GOAL:
The exercise asks for every line of the data to be reproduced exactly.

[START OF ENTRIES PROVIDED]

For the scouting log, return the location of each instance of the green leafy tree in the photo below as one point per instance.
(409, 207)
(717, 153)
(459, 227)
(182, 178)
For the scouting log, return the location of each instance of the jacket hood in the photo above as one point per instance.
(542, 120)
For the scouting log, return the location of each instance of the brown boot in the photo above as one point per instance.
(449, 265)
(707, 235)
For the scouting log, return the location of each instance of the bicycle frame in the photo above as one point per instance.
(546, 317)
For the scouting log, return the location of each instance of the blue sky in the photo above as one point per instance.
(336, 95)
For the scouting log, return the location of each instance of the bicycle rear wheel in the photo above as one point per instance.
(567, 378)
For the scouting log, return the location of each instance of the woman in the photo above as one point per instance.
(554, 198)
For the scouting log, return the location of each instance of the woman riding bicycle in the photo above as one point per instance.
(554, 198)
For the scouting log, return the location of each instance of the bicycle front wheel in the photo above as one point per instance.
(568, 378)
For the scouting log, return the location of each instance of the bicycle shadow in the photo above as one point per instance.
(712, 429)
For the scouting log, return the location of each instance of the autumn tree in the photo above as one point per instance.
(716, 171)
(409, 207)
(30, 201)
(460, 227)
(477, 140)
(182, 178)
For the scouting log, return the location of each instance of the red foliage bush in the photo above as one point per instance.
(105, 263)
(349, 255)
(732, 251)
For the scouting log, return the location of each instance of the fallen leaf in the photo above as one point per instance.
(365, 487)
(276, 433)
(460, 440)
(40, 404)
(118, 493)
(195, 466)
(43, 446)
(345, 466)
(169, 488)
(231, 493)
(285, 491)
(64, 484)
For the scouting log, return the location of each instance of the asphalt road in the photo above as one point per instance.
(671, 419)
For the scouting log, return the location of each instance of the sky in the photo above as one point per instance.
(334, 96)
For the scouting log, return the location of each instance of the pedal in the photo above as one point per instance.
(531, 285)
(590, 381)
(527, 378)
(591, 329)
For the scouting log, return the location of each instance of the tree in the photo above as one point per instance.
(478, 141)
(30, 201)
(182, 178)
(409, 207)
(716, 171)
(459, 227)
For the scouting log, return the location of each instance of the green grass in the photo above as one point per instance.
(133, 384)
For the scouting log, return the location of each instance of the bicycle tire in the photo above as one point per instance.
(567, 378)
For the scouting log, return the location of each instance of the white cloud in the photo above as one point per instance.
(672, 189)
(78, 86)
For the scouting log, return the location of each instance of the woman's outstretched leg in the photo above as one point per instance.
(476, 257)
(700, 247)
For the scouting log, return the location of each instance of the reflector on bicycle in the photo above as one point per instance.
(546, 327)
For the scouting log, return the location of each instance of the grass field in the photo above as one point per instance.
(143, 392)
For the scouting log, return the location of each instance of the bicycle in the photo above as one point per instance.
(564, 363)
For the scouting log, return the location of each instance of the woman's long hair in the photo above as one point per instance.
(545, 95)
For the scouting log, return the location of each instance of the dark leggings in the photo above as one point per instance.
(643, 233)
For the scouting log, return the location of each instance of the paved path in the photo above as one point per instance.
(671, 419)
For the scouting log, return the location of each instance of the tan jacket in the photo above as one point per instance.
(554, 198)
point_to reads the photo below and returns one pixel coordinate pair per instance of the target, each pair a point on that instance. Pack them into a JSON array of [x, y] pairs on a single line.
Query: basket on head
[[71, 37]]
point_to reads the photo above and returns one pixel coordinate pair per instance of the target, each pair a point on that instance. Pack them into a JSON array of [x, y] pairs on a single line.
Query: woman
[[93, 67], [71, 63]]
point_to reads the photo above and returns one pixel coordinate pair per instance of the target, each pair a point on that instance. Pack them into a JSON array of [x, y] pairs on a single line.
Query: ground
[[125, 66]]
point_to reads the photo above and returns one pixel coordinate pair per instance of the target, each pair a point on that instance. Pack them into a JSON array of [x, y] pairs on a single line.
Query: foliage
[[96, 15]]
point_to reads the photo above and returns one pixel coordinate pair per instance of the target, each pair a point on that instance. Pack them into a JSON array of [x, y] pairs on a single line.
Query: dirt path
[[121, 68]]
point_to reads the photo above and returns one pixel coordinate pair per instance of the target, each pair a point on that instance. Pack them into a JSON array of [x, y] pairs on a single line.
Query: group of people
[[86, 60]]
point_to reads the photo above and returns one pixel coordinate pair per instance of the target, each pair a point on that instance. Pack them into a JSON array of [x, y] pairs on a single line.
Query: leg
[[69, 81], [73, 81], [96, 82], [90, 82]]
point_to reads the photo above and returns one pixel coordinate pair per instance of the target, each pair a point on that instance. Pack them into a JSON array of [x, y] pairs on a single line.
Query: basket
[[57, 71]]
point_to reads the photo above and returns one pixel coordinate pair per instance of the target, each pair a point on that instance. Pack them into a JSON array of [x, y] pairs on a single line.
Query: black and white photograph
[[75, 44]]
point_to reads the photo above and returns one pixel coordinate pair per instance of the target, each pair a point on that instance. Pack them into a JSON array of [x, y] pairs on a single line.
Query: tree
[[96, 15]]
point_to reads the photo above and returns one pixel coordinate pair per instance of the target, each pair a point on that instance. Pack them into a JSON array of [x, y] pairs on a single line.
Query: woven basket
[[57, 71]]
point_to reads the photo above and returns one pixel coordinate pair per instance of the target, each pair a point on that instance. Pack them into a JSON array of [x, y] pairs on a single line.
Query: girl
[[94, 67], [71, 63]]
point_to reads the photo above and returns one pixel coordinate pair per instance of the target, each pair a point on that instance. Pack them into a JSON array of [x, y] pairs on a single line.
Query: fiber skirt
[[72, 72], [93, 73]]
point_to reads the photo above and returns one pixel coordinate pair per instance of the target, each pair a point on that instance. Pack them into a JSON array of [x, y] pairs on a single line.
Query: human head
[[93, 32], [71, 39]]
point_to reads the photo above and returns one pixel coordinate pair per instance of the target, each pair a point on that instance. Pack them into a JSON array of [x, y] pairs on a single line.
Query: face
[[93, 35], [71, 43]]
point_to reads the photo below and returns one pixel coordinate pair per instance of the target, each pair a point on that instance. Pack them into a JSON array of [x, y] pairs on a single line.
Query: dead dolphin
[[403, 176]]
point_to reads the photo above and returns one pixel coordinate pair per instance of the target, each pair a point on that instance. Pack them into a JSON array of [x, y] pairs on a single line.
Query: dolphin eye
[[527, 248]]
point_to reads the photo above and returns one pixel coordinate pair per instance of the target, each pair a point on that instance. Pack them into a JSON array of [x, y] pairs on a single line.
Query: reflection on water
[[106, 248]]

[END OF ENTRIES PROVIDED]

EXERCISE RESULT:
For the scouting log, return the location of each instance of the green leafy tree in the photo below as one point per instance.
(409, 207)
(717, 153)
(459, 227)
(182, 178)
For the scouting log, return the location of each instance of the jacket hood in the photo above as one point per instance.
(542, 120)
For the scouting log, return the location of each instance of the brown boot in the photo above as one point per instance.
(449, 265)
(707, 235)
For the scouting log, return the location of each instance of the bicycle frame in the photo above as one point per instance.
(546, 317)
For the scouting log, return the location of each instance of the blue sky in the photo above as one point per instance.
(336, 95)
For the scouting log, return the location of each instance of the bicycle rear wheel in the photo above as one point per instance.
(567, 378)
For the scouting log, return the location of each instance of the woman in the photo above as one point per instance.
(554, 198)
For the scouting log, return the location of each instance of the woman riding bicycle in the photo above as one point per instance.
(554, 198)
For the scouting log, return the location of each instance of the bicycle front wheel in the photo above as one point per instance.
(568, 378)
For the scouting log, return the location of each instance of the bicycle shadow in the photo above as one point per instance.
(712, 429)
For the scouting log, return the location of each instance of the autumn tree in the photo above as one point per instance.
(716, 171)
(409, 207)
(30, 201)
(460, 227)
(477, 140)
(182, 178)
For the scouting log, return the location of each instance of the red foliage bush in the photo above as one point per instance.
(105, 263)
(349, 255)
(732, 251)
For the scouting log, return the location of each instance of the fallen leaf in the photo above as one point per instance.
(365, 487)
(276, 433)
(460, 440)
(40, 404)
(118, 493)
(195, 466)
(43, 446)
(345, 466)
(169, 488)
(231, 493)
(285, 491)
(64, 484)
For the scouting log, return the location of each instance of the asphalt road in the photo above as one point per instance.
(671, 419)
For the scouting log, return the location of each instance of the sky in the photo above as one point per instance.
(334, 96)
For the scouting log, return the location of each instance of the pedal in the photo above as one point per instance.
(531, 285)
(590, 381)
(527, 378)
(591, 329)
For the scouting log, return the location of each instance of the tree in the photo above as one point per instance.
(478, 141)
(30, 201)
(182, 178)
(409, 207)
(716, 171)
(459, 227)
For the scouting log, return the location of each instance of the green grass in the photo above as one point per instance.
(133, 384)
For the scouting log, return the location of each instance of the bicycle tire in the photo above as one point per instance.
(567, 378)
For the scouting log, return the location of each instance of the white cloud in the photo above as one point per instance.
(672, 189)
(78, 86)
For the scouting log, return the location of each instance of the woman's outstretched leg in the photo above as one point per instance.
(476, 257)
(700, 247)
For the scouting log, return the location of each instance of the reflector on bicycle in the photo above as one point per instance.
(546, 327)
For the scouting log, return the location of each instance of the grass field in the photo above as one point per instance.
(143, 392)
For the scouting log, return the location of each instance of the bicycle in the photo above as one point per instance.
(564, 363)
For the scouting log, return the location of each instance of the woman's long hair in the photo above as one point per instance.
(545, 95)
For the scouting log, return the location of each instance of the dark leggings in the photo above as one point per instance.
(643, 233)
For the scouting log, return the location of each instance of the paved path in the photo above as one point per instance.
(671, 419)
For the scouting log, return the location of each instance of the tan jacket in the photo above as one point per instance.
(554, 198)
point_to reads the photo below and returns one pixel coordinate pair per instance of the target, each pair a point on that instance. Pack them into a JSON array of [x, y] pairs on a single line.
Query: basket on head
[[71, 37]]
point_to reads the photo above and returns one pixel coordinate pair per instance of the target, each pair a point on that instance. Pack them into a JSON array of [x, y] pairs on a single line.
Query: woman
[[93, 67], [71, 63]]
point_to reads the photo above and returns one pixel coordinate pair per instance of the target, each pair a point on that instance. Pack them into a JSON array of [x, y] pairs on a single line.
Query: ground
[[125, 66]]
point_to reads the photo above and returns one pixel coordinate pair per instance of the target, each pair a point on that instance. Pack them into a JSON array of [x, y] pairs on a single line.
Query: foliage
[[96, 15]]
point_to reads the photo above and returns one pixel coordinate pair per instance of the target, each pair a point on that instance. Pack them into a JSON array of [x, y] pairs on a single line.
Query: dirt path
[[121, 68]]
point_to reads the photo above and returns one pixel coordinate pair per instance of the target, each pair a point on that instance. Pack them into a JSON array of [x, y] pairs on a single line.
Query: group of people
[[86, 60]]
point_to reads the photo above and returns one pixel coordinate pair per instance of the target, each pair a point on that instance. Pack them into a JSON array of [x, y] pairs on a single line.
Query: leg
[[69, 81], [73, 81], [96, 82], [90, 82]]
point_to reads the photo above and returns one pixel coordinate pair per instance of the target, each pair a point on that instance. Pack them into a JSON array of [x, y] pairs on a single line.
Query: basket
[[57, 71]]
point_to reads the photo above and returns one pixel coordinate pair per instance of the target, each pair a point on that instance. Pack them into a JSON array of [x, y] pairs on a single line.
Query: black and white photograph
[[75, 44]]
point_to reads the photo above and returns one pixel coordinate pair per instance of the target, each pair a point on that instance. Pack them into a JSON array of [x, y] pairs on a single line.
Query: tree
[[96, 15]]
point_to reads the photo above and returns one pixel coordinate pair per instance of the target, each pair a point on that instance. Pack them into a JSON array of [x, y] pairs on a single line.
Query: woven basket
[[57, 71]]
point_to reads the photo above and returns one pixel coordinate pair per instance of the target, each pair a point on that instance. Pack them into a JSON array of [x, y] pairs on a single line.
Query: girl
[[94, 67], [71, 63]]
point_to reads the photo above and returns one pixel coordinate pair per instance of the target, each pair a point on that instance. Pack them into a JSON array of [x, y] pairs on a single line.
Query: fiber skirt
[[72, 72], [93, 73]]
point_to reads the photo above and returns one pixel coordinate pair per instance of the target, each pair a point on that instance. Pack them into a JSON array of [x, y] pairs on a single line.
Query: human head
[[93, 32], [71, 39]]
point_to reads the photo above and returns one pixel coordinate pair per instance of the target, each pair a point on that instance. Pack them into a JSON array of [x, y] pairs on a single line.
Query: face
[[93, 35], [71, 43]]
point_to reads the photo below and returns one pixel coordinate pair per instance of the target, each pair a point on that instance. Pack them into a JSON array of [x, y] pairs on a single line.
Query: dead dolphin
[[403, 176]]
point_to reads the photo above and returns one pixel coordinate pair per instance of the target, each pair a point on that instance. Pack them into a JSON array of [x, y] pairs on a single line.
Query: dolphin eye
[[527, 248]]
point_to reads the photo above and returns one pixel coordinate pair per instance of the target, each pair a point on that instance. Pack them into a JSON array of [x, y] pairs on a single line.
Query: reflection on water
[[106, 248]]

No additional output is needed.